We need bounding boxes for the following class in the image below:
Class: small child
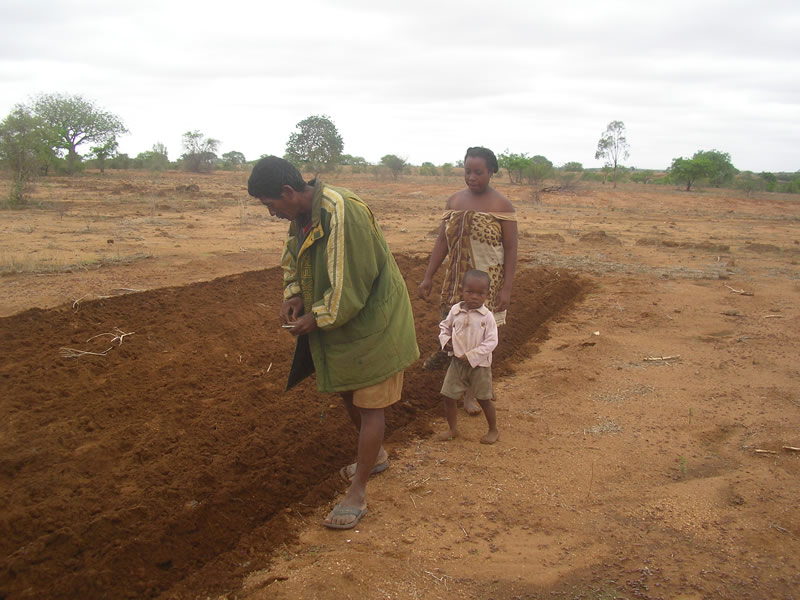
[436,269,500,444]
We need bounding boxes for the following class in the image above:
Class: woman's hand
[288,313,317,337]
[417,277,433,300]
[281,296,305,324]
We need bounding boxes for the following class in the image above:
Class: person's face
[464,156,492,194]
[259,185,298,221]
[461,277,489,310]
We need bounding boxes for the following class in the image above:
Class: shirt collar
[456,300,489,316]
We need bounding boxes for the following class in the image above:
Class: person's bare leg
[464,386,481,417]
[341,392,389,481]
[435,398,458,442]
[478,400,500,444]
[327,406,386,525]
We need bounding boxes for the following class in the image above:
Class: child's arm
[465,315,498,367]
[439,308,453,351]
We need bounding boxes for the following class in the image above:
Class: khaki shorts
[353,371,403,408]
[442,357,494,400]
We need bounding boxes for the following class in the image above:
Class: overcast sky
[0,0,800,172]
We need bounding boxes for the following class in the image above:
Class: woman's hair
[464,146,500,173]
[247,156,306,198]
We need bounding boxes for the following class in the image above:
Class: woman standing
[418,146,517,415]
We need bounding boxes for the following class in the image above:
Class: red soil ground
[0,256,581,600]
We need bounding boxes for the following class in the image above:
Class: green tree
[419,162,439,176]
[381,154,406,180]
[693,150,739,187]
[181,130,220,173]
[284,115,344,177]
[669,150,737,192]
[669,155,712,192]
[761,171,778,192]
[91,138,119,173]
[0,106,55,206]
[594,121,630,187]
[497,150,531,183]
[222,150,247,171]
[30,94,128,173]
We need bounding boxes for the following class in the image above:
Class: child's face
[461,277,489,309]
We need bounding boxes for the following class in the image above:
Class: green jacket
[281,182,419,392]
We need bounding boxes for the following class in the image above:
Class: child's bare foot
[481,429,500,444]
[433,429,458,442]
[464,392,481,417]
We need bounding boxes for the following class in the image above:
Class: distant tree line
[0,99,800,205]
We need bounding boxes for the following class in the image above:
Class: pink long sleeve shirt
[439,302,497,367]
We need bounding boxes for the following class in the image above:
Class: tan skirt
[353,371,403,408]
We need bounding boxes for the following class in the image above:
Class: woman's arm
[417,221,447,299]
[495,221,518,312]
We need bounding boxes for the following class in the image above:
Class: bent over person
[247,156,419,529]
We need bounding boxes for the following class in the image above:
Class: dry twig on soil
[59,327,136,358]
[725,285,753,296]
[642,354,681,362]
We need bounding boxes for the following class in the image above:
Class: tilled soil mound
[0,256,582,599]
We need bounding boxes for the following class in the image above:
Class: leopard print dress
[441,210,517,325]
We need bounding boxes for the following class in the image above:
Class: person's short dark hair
[247,156,306,198]
[463,269,492,289]
[464,146,500,173]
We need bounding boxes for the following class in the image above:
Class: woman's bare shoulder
[490,188,516,212]
[444,189,469,210]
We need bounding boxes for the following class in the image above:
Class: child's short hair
[462,269,492,288]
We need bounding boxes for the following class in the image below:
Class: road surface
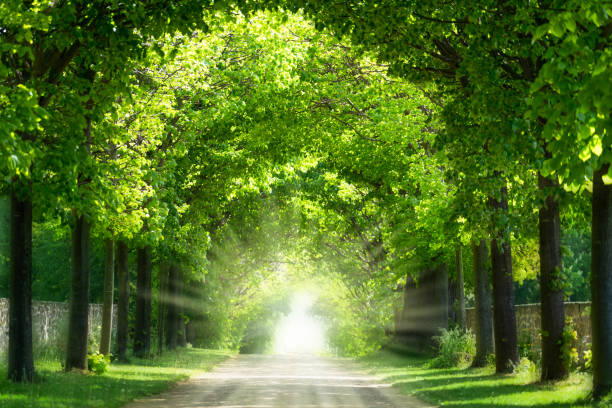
[125,355,430,408]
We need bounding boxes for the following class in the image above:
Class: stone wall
[467,302,591,358]
[0,298,116,354]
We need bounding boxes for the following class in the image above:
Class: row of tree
[0,0,612,402]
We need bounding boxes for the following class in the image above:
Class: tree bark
[117,241,130,361]
[472,239,493,367]
[133,245,151,357]
[591,165,612,399]
[448,276,459,326]
[176,267,187,347]
[8,180,34,382]
[455,245,467,331]
[157,261,169,354]
[166,264,178,350]
[491,187,519,374]
[433,262,448,334]
[100,238,115,355]
[538,175,569,381]
[65,212,91,371]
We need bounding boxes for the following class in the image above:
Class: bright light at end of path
[274,293,325,354]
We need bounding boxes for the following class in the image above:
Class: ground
[125,354,430,408]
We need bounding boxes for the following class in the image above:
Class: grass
[0,348,231,408]
[360,351,612,408]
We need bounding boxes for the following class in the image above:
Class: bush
[512,357,538,379]
[430,327,476,368]
[561,317,578,370]
[87,353,110,374]
[582,349,593,371]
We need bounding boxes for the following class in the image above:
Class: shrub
[87,352,110,374]
[518,330,541,362]
[430,327,476,368]
[512,357,538,379]
[561,317,578,370]
[582,349,593,371]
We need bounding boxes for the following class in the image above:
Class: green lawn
[360,351,612,408]
[0,348,231,408]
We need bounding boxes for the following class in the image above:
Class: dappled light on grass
[362,352,592,408]
[0,348,231,408]
[274,292,326,354]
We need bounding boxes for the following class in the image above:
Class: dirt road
[125,355,429,408]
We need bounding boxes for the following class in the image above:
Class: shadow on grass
[361,351,593,408]
[0,349,228,408]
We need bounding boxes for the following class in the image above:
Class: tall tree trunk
[448,276,459,326]
[455,244,466,331]
[166,264,178,350]
[472,239,493,367]
[176,268,187,347]
[100,238,115,355]
[117,241,130,361]
[65,212,91,371]
[591,165,612,399]
[538,175,569,381]
[491,187,519,374]
[433,262,448,334]
[157,260,169,354]
[134,245,151,357]
[8,179,34,382]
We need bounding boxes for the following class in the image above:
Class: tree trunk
[472,239,493,367]
[433,262,448,334]
[538,175,569,381]
[117,241,130,361]
[134,245,151,357]
[100,238,115,355]
[166,264,178,350]
[448,276,459,326]
[8,180,34,382]
[157,261,169,354]
[491,187,519,374]
[176,268,187,347]
[455,244,466,331]
[591,165,612,399]
[65,212,91,371]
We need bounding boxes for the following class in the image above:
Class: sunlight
[274,292,325,354]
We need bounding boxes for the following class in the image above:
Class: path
[124,355,429,408]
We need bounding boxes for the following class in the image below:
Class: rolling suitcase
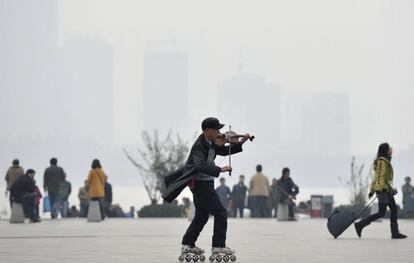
[327,197,377,238]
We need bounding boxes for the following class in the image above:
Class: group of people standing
[216,164,299,221]
[5,158,112,223]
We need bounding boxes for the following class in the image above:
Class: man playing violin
[163,117,250,260]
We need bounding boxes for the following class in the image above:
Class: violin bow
[228,125,231,176]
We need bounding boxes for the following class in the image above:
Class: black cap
[201,117,224,131]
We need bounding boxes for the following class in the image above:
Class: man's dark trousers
[182,181,227,247]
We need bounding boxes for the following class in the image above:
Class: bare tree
[339,157,372,206]
[123,130,189,204]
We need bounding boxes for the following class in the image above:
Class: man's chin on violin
[201,117,252,172]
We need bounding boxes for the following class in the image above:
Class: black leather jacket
[162,134,243,203]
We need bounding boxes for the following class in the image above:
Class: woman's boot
[391,223,407,239]
[354,218,371,237]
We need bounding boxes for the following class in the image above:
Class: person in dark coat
[231,175,247,218]
[162,118,250,254]
[10,169,41,223]
[277,167,299,221]
[270,178,281,218]
[43,158,65,219]
[216,177,231,209]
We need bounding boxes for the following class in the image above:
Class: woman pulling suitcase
[354,143,407,239]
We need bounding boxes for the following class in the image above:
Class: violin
[214,131,255,146]
[214,126,254,176]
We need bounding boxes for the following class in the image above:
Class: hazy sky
[59,0,414,153]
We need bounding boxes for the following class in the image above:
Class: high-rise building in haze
[143,50,189,135]
[0,0,113,143]
[218,73,280,152]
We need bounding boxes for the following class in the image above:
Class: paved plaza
[0,219,414,263]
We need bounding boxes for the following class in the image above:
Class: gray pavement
[0,219,414,263]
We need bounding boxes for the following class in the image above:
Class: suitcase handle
[355,196,377,218]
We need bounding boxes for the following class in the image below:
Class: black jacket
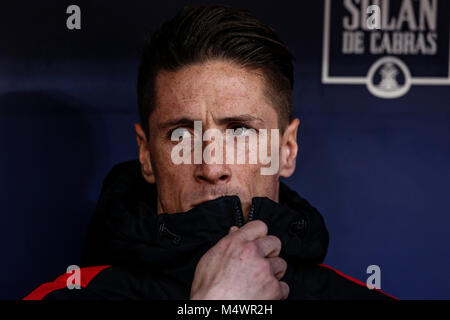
[27,161,391,299]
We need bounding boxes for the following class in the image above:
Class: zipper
[234,198,255,228]
[248,198,255,221]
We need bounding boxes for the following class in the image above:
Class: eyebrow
[158,114,266,130]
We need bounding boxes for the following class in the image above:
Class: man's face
[138,60,298,217]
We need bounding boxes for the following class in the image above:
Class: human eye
[167,127,191,141]
[230,124,255,136]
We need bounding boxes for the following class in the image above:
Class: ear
[279,118,300,178]
[134,123,155,183]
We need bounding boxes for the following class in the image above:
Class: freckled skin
[135,60,299,220]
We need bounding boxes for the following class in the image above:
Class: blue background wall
[0,0,450,299]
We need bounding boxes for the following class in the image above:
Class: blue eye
[167,128,191,141]
[231,124,255,136]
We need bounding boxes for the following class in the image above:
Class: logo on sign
[322,0,450,99]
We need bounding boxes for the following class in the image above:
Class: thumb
[228,226,239,234]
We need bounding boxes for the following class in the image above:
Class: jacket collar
[82,161,329,268]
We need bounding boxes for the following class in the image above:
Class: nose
[195,163,231,184]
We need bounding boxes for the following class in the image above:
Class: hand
[191,220,289,300]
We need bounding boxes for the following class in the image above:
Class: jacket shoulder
[317,264,398,300]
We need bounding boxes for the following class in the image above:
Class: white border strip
[322,0,450,86]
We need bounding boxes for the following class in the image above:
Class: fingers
[228,226,239,234]
[267,257,287,280]
[235,220,267,241]
[255,236,281,258]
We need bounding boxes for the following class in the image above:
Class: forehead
[152,60,276,122]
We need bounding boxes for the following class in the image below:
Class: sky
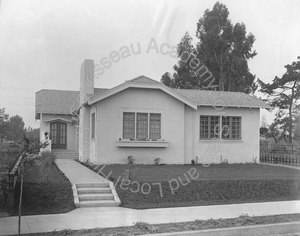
[0,0,300,128]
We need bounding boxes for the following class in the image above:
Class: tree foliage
[162,2,257,93]
[258,57,300,143]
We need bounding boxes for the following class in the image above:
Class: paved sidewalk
[55,159,109,184]
[259,162,300,170]
[0,201,300,235]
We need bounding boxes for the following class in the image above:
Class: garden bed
[81,163,300,209]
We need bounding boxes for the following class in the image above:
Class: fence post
[7,174,15,208]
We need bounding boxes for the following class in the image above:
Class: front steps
[73,182,121,207]
[52,149,79,160]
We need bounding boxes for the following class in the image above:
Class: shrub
[127,156,135,165]
[36,151,56,181]
[154,158,161,166]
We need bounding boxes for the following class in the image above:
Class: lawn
[94,164,300,182]
[0,161,75,215]
[85,164,300,209]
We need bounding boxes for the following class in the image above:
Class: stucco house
[36,60,270,164]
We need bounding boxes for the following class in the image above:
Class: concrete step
[79,200,119,207]
[77,188,111,195]
[78,193,114,202]
[76,183,109,189]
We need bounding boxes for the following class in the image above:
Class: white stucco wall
[95,88,185,164]
[40,114,77,150]
[185,107,260,163]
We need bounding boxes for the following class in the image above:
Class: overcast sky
[0,0,300,127]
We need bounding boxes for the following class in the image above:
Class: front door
[50,122,67,149]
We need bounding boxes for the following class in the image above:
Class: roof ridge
[36,89,79,93]
[125,75,161,84]
[172,88,250,95]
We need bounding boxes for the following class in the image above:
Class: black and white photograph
[0,0,300,236]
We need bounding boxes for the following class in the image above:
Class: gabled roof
[88,75,197,109]
[174,89,271,109]
[35,76,271,114]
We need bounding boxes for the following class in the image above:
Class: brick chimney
[78,59,94,161]
[80,59,94,104]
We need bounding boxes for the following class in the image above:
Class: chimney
[80,59,94,104]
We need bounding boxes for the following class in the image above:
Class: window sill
[198,139,244,143]
[116,140,169,148]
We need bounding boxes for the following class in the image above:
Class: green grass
[0,162,75,215]
[16,214,300,236]
[85,164,300,209]
[94,164,300,182]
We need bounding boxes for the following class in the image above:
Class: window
[222,116,241,140]
[92,112,96,138]
[123,112,161,140]
[149,113,161,139]
[123,112,135,139]
[200,116,241,140]
[136,113,148,139]
[200,116,220,139]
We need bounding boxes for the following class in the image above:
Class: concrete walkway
[55,159,109,184]
[0,201,300,235]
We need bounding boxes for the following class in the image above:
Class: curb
[146,221,300,236]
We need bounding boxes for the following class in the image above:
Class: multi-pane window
[92,112,96,138]
[200,116,241,140]
[136,113,148,139]
[149,113,161,139]
[123,112,135,139]
[123,112,161,140]
[200,116,220,139]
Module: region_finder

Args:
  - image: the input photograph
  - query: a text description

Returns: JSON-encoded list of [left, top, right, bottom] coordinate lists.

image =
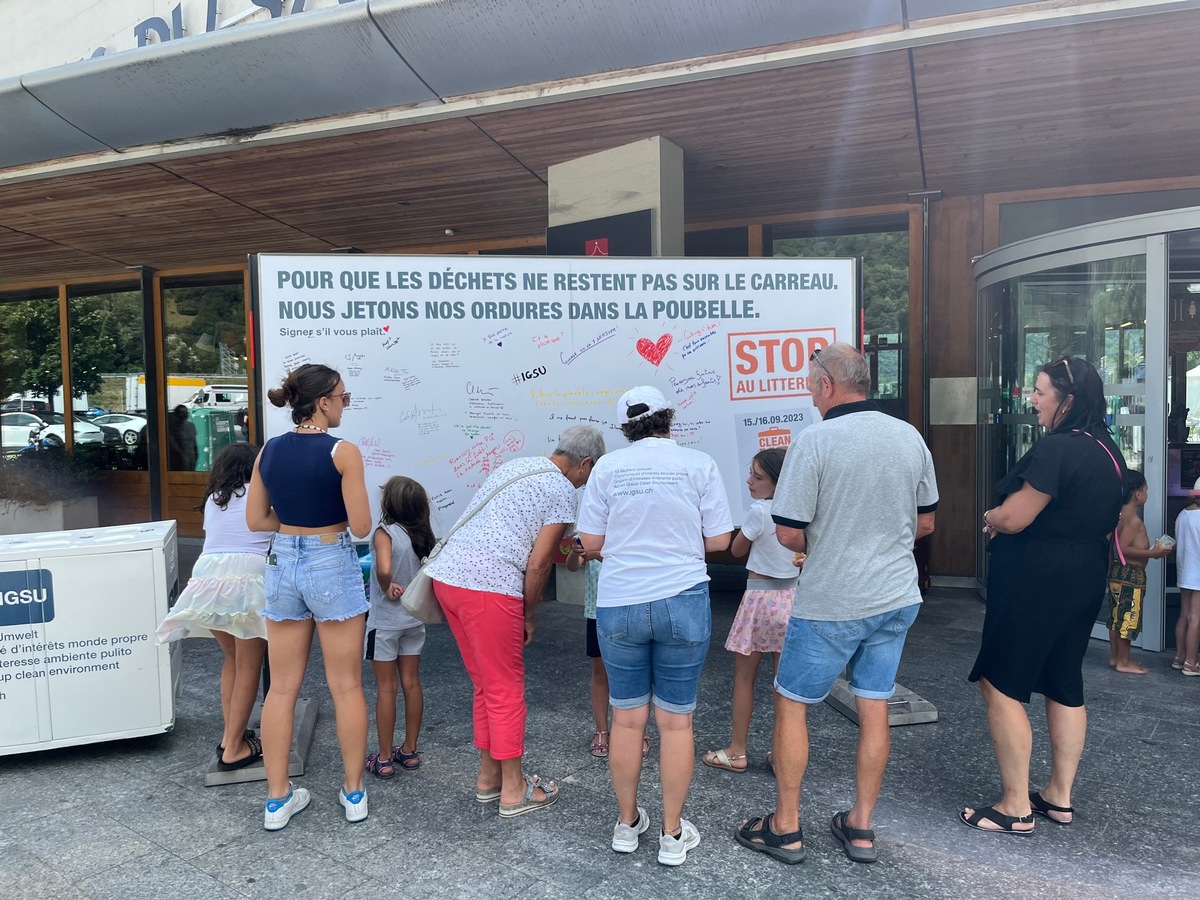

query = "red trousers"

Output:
[[433, 580, 526, 760]]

* * * * * * * * *

• Written task
Could you rewrite the stretch from the start of the items through the line containing "[442,357,494,400]", with "bounding boxes" replaced by "box coordinates" and everything else unchanged, leaving out the pictures?

• Finished exercise
We need box coordinates for the following class in the image below:
Class: small child
[436,269,500,444]
We need box coordinates for the following class in the image above:
Class: woman's hand
[288,313,317,337]
[417,277,433,300]
[281,296,305,324]
We need box coordinates for the following class in the image above:
Class: person's face
[464,156,492,194]
[259,185,298,221]
[461,277,489,310]
We need box coordinates for the following class in the image above:
Class: shirt collar
[456,300,489,316]
We need box coordinates for the following class in the image above:
Class: person's bare leg
[464,386,481,417]
[341,392,389,481]
[435,398,458,442]
[478,400,500,444]
[327,406,386,525]
We need box coordinates for the following class in the image above:
Class: child's arm
[465,315,498,367]
[439,308,453,351]
We need box coordinates for the following class in the image above:
Class: khaki shorts
[353,371,403,408]
[442,357,494,400]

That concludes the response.